■ Exercise goal ■
Show every line of the records below that contains the word "white". Copy each such line in full.

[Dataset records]
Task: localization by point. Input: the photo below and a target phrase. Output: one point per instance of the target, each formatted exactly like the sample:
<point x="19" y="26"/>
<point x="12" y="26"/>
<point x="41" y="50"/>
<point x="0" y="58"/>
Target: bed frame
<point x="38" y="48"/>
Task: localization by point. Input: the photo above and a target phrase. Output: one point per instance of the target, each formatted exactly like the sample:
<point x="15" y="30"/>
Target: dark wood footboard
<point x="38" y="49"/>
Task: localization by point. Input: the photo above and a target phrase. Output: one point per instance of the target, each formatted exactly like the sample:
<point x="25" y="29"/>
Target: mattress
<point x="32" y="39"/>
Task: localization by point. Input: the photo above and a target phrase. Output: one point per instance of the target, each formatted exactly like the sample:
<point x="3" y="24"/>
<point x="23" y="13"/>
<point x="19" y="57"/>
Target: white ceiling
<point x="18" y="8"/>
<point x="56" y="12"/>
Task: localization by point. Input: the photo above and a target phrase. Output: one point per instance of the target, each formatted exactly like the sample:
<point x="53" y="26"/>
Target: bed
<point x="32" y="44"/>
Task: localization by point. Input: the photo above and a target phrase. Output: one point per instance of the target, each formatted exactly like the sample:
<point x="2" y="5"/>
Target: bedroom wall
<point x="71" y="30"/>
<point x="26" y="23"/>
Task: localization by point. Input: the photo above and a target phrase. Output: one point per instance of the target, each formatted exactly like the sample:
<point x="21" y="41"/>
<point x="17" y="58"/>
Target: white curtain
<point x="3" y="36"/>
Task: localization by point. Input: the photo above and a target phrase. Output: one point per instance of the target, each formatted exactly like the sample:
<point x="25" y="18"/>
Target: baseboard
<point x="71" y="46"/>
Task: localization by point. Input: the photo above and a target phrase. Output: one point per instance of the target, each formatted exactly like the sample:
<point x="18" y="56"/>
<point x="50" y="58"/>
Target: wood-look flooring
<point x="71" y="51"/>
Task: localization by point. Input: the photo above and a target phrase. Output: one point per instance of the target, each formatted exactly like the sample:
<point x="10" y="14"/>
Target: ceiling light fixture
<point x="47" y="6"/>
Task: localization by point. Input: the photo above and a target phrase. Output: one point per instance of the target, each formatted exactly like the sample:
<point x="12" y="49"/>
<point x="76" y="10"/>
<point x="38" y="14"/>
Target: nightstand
* * *
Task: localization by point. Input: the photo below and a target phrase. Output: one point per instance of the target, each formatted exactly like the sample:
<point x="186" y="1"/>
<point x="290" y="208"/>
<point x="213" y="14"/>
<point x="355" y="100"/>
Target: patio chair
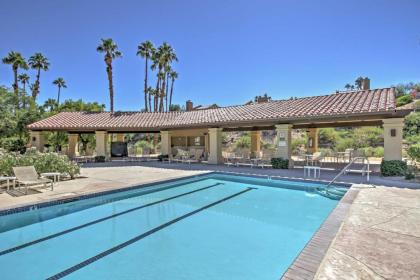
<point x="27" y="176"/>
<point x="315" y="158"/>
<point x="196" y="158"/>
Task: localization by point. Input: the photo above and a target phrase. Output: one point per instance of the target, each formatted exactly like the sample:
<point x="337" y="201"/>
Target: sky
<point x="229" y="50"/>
...
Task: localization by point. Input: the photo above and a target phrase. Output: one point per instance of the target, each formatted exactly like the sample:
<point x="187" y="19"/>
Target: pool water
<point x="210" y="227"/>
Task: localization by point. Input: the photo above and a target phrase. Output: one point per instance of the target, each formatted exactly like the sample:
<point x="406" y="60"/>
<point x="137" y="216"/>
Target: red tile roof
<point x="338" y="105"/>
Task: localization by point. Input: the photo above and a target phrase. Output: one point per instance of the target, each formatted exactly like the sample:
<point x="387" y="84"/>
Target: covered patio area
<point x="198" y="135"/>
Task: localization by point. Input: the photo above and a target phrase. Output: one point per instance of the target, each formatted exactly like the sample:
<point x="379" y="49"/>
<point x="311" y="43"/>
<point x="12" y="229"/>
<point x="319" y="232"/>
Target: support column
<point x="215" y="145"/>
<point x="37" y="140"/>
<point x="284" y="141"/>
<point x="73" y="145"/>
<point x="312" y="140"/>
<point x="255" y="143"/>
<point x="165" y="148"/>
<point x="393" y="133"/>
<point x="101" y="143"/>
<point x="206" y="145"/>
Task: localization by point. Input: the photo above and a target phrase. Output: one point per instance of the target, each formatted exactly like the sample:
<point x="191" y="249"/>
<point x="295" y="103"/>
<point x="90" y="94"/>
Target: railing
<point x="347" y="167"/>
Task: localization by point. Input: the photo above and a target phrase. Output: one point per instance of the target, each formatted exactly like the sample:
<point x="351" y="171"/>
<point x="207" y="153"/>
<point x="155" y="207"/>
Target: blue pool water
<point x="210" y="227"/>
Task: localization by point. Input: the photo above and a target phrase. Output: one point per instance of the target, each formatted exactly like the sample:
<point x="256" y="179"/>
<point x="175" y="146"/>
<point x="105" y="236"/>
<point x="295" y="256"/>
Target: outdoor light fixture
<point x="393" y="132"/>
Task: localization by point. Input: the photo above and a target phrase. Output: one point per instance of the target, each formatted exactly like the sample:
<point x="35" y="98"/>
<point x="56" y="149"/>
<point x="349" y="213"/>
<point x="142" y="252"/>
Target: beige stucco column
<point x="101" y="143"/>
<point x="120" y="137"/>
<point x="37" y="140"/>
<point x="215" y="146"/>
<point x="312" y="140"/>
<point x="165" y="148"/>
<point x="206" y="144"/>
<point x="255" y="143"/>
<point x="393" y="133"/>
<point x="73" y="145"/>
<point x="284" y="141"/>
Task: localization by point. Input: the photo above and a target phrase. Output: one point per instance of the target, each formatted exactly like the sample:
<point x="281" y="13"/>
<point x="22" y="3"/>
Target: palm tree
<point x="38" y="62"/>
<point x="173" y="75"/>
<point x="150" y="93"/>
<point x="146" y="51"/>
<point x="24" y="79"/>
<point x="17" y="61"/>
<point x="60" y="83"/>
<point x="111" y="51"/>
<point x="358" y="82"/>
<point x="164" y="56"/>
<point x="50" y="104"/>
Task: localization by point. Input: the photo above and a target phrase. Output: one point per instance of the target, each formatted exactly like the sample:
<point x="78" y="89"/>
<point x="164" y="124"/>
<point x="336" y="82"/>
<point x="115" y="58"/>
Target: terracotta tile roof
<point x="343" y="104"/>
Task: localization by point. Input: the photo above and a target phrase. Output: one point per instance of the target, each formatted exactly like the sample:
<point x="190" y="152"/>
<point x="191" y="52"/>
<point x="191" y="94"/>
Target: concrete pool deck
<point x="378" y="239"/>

■ Exercise answer ■
Target: white ceiling
Target: white curtain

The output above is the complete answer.